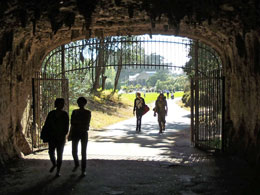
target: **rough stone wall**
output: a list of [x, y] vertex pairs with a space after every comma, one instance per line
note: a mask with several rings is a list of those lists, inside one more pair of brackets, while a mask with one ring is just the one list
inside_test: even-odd
[[260, 162], [259, 38], [250, 32], [234, 39], [225, 73], [228, 150], [254, 163]]
[[[22, 34], [25, 35], [23, 31]], [[40, 60], [33, 56], [30, 37], [13, 36], [10, 44], [12, 50], [5, 54], [0, 66], [1, 162], [30, 151], [23, 134], [22, 118], [31, 94], [32, 64]]]
[[0, 161], [28, 146], [22, 132], [31, 78], [60, 44], [109, 35], [167, 34], [216, 49], [226, 76], [228, 151], [260, 155], [257, 0], [38, 0], [0, 2]]

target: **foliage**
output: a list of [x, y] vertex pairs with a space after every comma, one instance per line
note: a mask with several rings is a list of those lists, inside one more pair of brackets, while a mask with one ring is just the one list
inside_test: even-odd
[[[89, 97], [90, 89], [94, 85], [95, 93], [100, 88], [120, 89], [121, 86], [123, 86], [125, 91], [135, 91], [143, 88], [150, 89], [155, 86], [157, 86], [158, 90], [183, 90], [186, 78], [184, 76], [173, 76], [168, 69], [157, 71], [156, 67], [152, 65], [162, 64], [164, 57], [156, 53], [146, 55], [141, 44], [131, 41], [138, 40], [138, 37], [132, 38], [128, 36], [106, 37], [103, 40], [91, 38], [62, 45], [45, 58], [42, 72], [59, 75], [59, 78], [64, 76], [61, 70], [62, 57], [64, 56], [64, 74], [69, 79], [71, 103], [75, 103], [79, 96]], [[122, 50], [124, 51], [122, 52]], [[138, 52], [133, 52], [133, 50]], [[130, 60], [133, 64], [143, 62], [146, 66], [134, 68], [126, 66], [122, 70], [119, 70], [119, 67], [107, 67], [111, 64], [119, 65], [120, 60], [122, 62]], [[106, 68], [103, 68], [104, 64]], [[149, 69], [147, 69], [148, 65], [151, 65]], [[82, 71], [82, 68], [85, 68], [85, 70]], [[129, 75], [148, 70], [157, 72], [145, 83], [127, 86]], [[119, 80], [118, 83], [116, 82], [117, 80]], [[102, 83], [102, 86], [100, 83]]]
[[140, 90], [140, 89], [142, 88], [142, 85], [137, 84], [137, 85], [135, 86], [135, 88], [138, 89], [138, 90]]
[[157, 91], [168, 90], [172, 92], [183, 91], [186, 85], [188, 85], [186, 76], [180, 75], [177, 77], [172, 77], [169, 75], [166, 81], [157, 80], [155, 86]]
[[[218, 54], [210, 46], [198, 42], [198, 74], [200, 76], [207, 76], [213, 70], [221, 69], [221, 60]], [[189, 77], [195, 76], [195, 47], [196, 43], [193, 41], [190, 46], [188, 56], [190, 60], [185, 64], [184, 72]]]
[[182, 96], [182, 102], [186, 107], [191, 106], [191, 97], [190, 97], [190, 91], [186, 91]]
[[70, 103], [76, 104], [77, 98], [80, 96], [88, 97], [90, 95], [91, 82], [89, 73], [70, 73], [67, 74], [69, 79], [69, 98]]
[[169, 77], [169, 70], [160, 70], [156, 72], [154, 75], [152, 75], [147, 80], [147, 86], [154, 87], [157, 83], [157, 81], [166, 81]]
[[[193, 42], [190, 51], [189, 51], [189, 57], [190, 60], [185, 64], [184, 71], [188, 75], [189, 78], [195, 77], [195, 45], [196, 43]], [[215, 77], [218, 74], [220, 76], [221, 74], [221, 60], [219, 59], [218, 54], [214, 49], [211, 47], [202, 44], [198, 42], [198, 77], [212, 77], [212, 74], [214, 73]], [[218, 71], [217, 71], [218, 70]], [[203, 106], [203, 104], [209, 103], [211, 101], [210, 95], [208, 95], [208, 89], [213, 90], [213, 83], [210, 82], [207, 85], [207, 88], [200, 88], [200, 105]], [[185, 84], [184, 89], [184, 96], [182, 98], [183, 103], [185, 106], [190, 106], [191, 100], [190, 100], [190, 90], [189, 90], [189, 84]]]
[[105, 76], [107, 77], [105, 89], [113, 89], [114, 79], [115, 79], [116, 71], [114, 68], [108, 68], [106, 70]]

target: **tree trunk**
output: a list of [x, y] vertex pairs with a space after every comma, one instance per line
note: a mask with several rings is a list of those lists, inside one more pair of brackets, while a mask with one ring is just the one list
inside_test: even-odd
[[92, 87], [92, 92], [96, 92], [100, 87], [100, 75], [102, 70], [102, 65], [104, 64], [104, 39], [100, 40], [100, 47], [98, 49], [97, 62], [95, 67], [95, 79]]
[[102, 91], [105, 89], [106, 79], [107, 79], [107, 76], [103, 76], [103, 75], [102, 75]]
[[117, 68], [117, 72], [116, 72], [116, 77], [115, 77], [115, 82], [114, 82], [114, 91], [113, 92], [116, 92], [116, 88], [117, 88], [117, 85], [118, 85], [121, 70], [122, 70], [122, 54], [120, 55], [120, 59], [119, 59], [119, 62], [118, 62], [118, 68]]
[[[109, 52], [106, 52], [106, 55], [105, 55], [105, 57], [104, 57], [104, 65], [107, 63], [108, 57], [109, 57]], [[106, 73], [106, 67], [103, 66], [103, 67], [102, 67], [102, 70], [101, 70], [102, 91], [105, 89], [105, 86], [106, 86], [107, 76], [105, 76], [105, 73]]]

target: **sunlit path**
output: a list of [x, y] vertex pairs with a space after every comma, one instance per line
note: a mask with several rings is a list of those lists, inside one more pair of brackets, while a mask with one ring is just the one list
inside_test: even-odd
[[[151, 110], [142, 119], [142, 131], [137, 133], [136, 119], [117, 123], [105, 132], [97, 133], [89, 142], [89, 157], [116, 159], [160, 159], [168, 158], [174, 143], [174, 134], [189, 127], [189, 113], [180, 109], [173, 100], [168, 100], [169, 114], [166, 131], [159, 134], [157, 117]], [[164, 156], [162, 156], [164, 154]]]
[[[180, 108], [176, 101], [168, 100], [169, 112], [163, 134], [159, 134], [157, 117], [153, 116], [153, 104], [142, 119], [141, 133], [135, 131], [135, 117], [111, 125], [106, 130], [90, 131], [88, 159], [193, 162], [199, 151], [191, 147], [189, 111]], [[194, 152], [197, 155], [193, 155]], [[65, 148], [64, 158], [71, 159], [70, 143]]]
[[[177, 164], [203, 160], [201, 152], [191, 146], [190, 112], [179, 107], [176, 101], [177, 99], [167, 100], [169, 111], [163, 134], [159, 134], [157, 117], [153, 116], [154, 104], [150, 105], [150, 111], [142, 119], [140, 133], [135, 131], [135, 117], [104, 130], [90, 130], [88, 159], [153, 160]], [[26, 158], [48, 159], [49, 157], [47, 151], [43, 151], [37, 156], [30, 155]], [[64, 160], [72, 160], [71, 142], [67, 142], [65, 146]]]

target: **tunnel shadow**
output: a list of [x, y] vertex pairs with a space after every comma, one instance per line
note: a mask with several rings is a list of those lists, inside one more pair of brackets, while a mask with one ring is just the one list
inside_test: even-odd
[[55, 171], [49, 173], [49, 160], [20, 159], [12, 167], [8, 167], [12, 171], [1, 176], [0, 194], [69, 194], [78, 184], [88, 180], [87, 177], [81, 176], [80, 171], [73, 173], [72, 165], [71, 160], [64, 160], [61, 176], [56, 177]]
[[[194, 166], [91, 159], [86, 177], [81, 177], [80, 172], [72, 173], [72, 160], [65, 160], [59, 178], [48, 172], [50, 164], [43, 159], [19, 160], [9, 167], [12, 171], [0, 176], [0, 194], [169, 194], [172, 189], [174, 194], [179, 194], [187, 190], [187, 186], [195, 194], [259, 192], [259, 178], [254, 180], [253, 177], [256, 173], [237, 159], [220, 158], [216, 164], [200, 162]], [[163, 185], [158, 185], [160, 182]]]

• • • •

**Work required:** For every line above that includes the string "target", copy the line.

**Task output:**
target: **rough stone wall**
target: **foliage**
target: **tree trunk**
target: **sunlit path**
target: **tunnel shadow**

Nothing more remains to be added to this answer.